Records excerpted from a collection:
◇ ◇ ◇

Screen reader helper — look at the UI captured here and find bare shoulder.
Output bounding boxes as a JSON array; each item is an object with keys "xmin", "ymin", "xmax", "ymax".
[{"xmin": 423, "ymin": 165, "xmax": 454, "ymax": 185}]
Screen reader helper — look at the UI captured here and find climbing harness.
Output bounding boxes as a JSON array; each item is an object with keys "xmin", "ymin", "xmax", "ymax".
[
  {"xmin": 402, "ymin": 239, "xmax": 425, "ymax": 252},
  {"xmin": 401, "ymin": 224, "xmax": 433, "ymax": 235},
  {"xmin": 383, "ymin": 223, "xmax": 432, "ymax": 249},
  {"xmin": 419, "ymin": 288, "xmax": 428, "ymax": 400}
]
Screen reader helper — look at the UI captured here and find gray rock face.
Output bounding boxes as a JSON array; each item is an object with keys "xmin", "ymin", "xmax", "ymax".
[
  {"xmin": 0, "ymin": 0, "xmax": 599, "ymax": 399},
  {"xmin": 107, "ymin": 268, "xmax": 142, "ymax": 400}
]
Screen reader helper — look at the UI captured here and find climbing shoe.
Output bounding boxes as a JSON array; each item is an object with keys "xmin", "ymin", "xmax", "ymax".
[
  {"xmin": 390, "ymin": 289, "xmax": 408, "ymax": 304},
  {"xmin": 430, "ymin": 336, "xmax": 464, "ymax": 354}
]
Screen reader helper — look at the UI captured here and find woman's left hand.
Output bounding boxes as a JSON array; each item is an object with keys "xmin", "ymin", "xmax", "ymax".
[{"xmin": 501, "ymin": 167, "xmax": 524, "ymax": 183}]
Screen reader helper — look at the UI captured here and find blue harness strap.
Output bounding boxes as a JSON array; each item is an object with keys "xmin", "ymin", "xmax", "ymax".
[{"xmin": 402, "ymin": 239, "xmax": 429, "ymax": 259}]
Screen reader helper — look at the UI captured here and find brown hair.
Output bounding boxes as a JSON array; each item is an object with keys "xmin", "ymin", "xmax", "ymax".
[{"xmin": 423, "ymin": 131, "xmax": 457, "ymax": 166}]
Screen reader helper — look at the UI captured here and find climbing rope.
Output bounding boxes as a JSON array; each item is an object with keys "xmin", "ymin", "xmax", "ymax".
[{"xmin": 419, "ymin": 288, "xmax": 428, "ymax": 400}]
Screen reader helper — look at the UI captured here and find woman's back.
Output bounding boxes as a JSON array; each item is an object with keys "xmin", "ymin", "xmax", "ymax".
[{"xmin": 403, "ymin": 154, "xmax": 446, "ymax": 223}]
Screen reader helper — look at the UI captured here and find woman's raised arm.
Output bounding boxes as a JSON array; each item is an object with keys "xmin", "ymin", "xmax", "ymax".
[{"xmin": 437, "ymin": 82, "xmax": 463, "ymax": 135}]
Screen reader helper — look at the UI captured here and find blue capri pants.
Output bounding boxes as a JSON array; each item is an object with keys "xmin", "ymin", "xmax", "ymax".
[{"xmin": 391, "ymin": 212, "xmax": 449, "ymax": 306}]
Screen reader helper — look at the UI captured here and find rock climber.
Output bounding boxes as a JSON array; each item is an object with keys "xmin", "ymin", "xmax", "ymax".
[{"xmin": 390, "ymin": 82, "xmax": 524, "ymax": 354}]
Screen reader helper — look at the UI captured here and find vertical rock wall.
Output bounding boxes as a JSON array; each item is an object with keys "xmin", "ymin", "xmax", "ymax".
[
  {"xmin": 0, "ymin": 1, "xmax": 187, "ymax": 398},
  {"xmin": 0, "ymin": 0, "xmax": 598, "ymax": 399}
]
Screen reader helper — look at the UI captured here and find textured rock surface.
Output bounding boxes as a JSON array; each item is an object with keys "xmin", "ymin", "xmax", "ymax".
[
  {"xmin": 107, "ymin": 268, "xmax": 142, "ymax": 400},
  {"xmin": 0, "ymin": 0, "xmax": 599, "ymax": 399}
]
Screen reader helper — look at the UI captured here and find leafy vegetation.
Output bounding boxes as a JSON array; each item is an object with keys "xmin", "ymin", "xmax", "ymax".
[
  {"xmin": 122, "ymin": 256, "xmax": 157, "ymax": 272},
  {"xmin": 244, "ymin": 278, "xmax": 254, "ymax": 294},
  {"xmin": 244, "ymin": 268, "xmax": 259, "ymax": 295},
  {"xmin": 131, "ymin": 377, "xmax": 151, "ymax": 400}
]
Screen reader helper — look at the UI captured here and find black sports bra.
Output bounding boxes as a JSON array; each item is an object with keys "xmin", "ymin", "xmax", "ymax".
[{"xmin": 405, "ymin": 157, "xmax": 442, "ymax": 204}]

◇ ◇ ◇

_What to work on_.
Write each line of the data down again exactly as it reads.

_Solution to this problem_.
Screen reader helper — look at the UI captured here and find bare shoulder.
Output bounding boxes as a JSON array; each item is an object with keys "xmin", "ymin", "xmax", "ymax".
[{"xmin": 423, "ymin": 165, "xmax": 454, "ymax": 185}]
Screen reader helper — look at the UI captured here and find climbing harness.
Output bounding boxes as a JSON array; each item is an object with keys "xmin", "ymin", "xmax", "ymax".
[
  {"xmin": 402, "ymin": 239, "xmax": 425, "ymax": 252},
  {"xmin": 401, "ymin": 224, "xmax": 433, "ymax": 235},
  {"xmin": 383, "ymin": 223, "xmax": 432, "ymax": 249},
  {"xmin": 419, "ymin": 288, "xmax": 428, "ymax": 400}
]
Screen reader helper — look at the UI captured here and find gray rock face.
Output bounding boxes as a JSON array; each item is an object with keys "xmin", "ymin", "xmax", "ymax".
[
  {"xmin": 0, "ymin": 0, "xmax": 599, "ymax": 399},
  {"xmin": 107, "ymin": 268, "xmax": 142, "ymax": 400}
]
Screen reader helper — look at the UI captured here and find climbing shoe.
Output bounding boxes as a JSON array; each item is an object with keys "xmin", "ymin", "xmax", "ymax".
[
  {"xmin": 390, "ymin": 289, "xmax": 408, "ymax": 304},
  {"xmin": 430, "ymin": 336, "xmax": 464, "ymax": 354}
]
Screen reader helper — look at the UI captured here and find woman's left hand.
Output bounding boxes as a JSON array; each item is an object with keys "xmin", "ymin", "xmax", "ymax".
[{"xmin": 501, "ymin": 167, "xmax": 524, "ymax": 183}]
Screen reader helper — look at the UI captured here and find blue harness strap.
Output bounding boxes as a JSON array; each item is an object with keys "xmin", "ymin", "xmax", "ymax".
[{"xmin": 402, "ymin": 239, "xmax": 429, "ymax": 259}]
Screen reader helper — look at the UI captured here and find brown hair.
Output bounding boxes as a JSON array; each item is an object with keys "xmin", "ymin", "xmax", "ymax".
[{"xmin": 423, "ymin": 131, "xmax": 457, "ymax": 166}]
Screen reader helper — look at the UI captured here and find climbing rope.
Output bounding boxes as a JSON array; each item is an object with keys "xmin", "ymin", "xmax", "ymax".
[{"xmin": 419, "ymin": 288, "xmax": 428, "ymax": 400}]
Screen reader helper — look at the UI captured here and find woman's back.
Output bounding boxes as a JSON array; each item is an object with keys "xmin", "ymin", "xmax", "ymax".
[{"xmin": 403, "ymin": 154, "xmax": 446, "ymax": 223}]
Screen reader helper — look at the UI captured here and find woman's raised arm.
Output bounding boxes as a JSON array; each item is an object with keys "xmin", "ymin", "xmax", "ymax".
[{"xmin": 437, "ymin": 82, "xmax": 463, "ymax": 135}]
Screen reader helper — look at the UI captured here and find blue capri pants.
Output bounding boxes as a JSON array; each item is an object with keys "xmin", "ymin", "xmax", "ymax".
[{"xmin": 391, "ymin": 212, "xmax": 449, "ymax": 306}]
Screen reader helper — look at the UI captured here and find rock climber.
Output bounding boxes as a JSON array; each item is an object with keys "xmin", "ymin", "xmax", "ymax".
[{"xmin": 390, "ymin": 82, "xmax": 524, "ymax": 354}]
Screen reader helper — look at the UI captured here and find vertical rock wall.
Output bounding boxes as a JSON array; each item is an object with keys "xmin", "ymin", "xmax", "ymax".
[
  {"xmin": 0, "ymin": 1, "xmax": 187, "ymax": 398},
  {"xmin": 0, "ymin": 0, "xmax": 598, "ymax": 399}
]
Screen reader helper — look at the UI captured here and find textured rock surface.
Output bounding boxes as a JSON array; each item is an object with keys "xmin", "ymin", "xmax", "ymax".
[
  {"xmin": 107, "ymin": 268, "xmax": 142, "ymax": 400},
  {"xmin": 0, "ymin": 0, "xmax": 599, "ymax": 399}
]
Screen reader helper — look at the UI captured here and find leafy vegetation.
Output bounding boxes as a JSON array; each item is an object with keys "xmin", "ymin", "xmax", "ymax".
[
  {"xmin": 122, "ymin": 256, "xmax": 157, "ymax": 272},
  {"xmin": 244, "ymin": 278, "xmax": 254, "ymax": 294},
  {"xmin": 244, "ymin": 268, "xmax": 259, "ymax": 295},
  {"xmin": 131, "ymin": 377, "xmax": 151, "ymax": 400}
]
Screen reader helper — look at the UI captured here and find black sports bra.
Output bounding boxes as a JSON array; each item is an object with keys "xmin", "ymin", "xmax", "ymax".
[{"xmin": 405, "ymin": 157, "xmax": 442, "ymax": 204}]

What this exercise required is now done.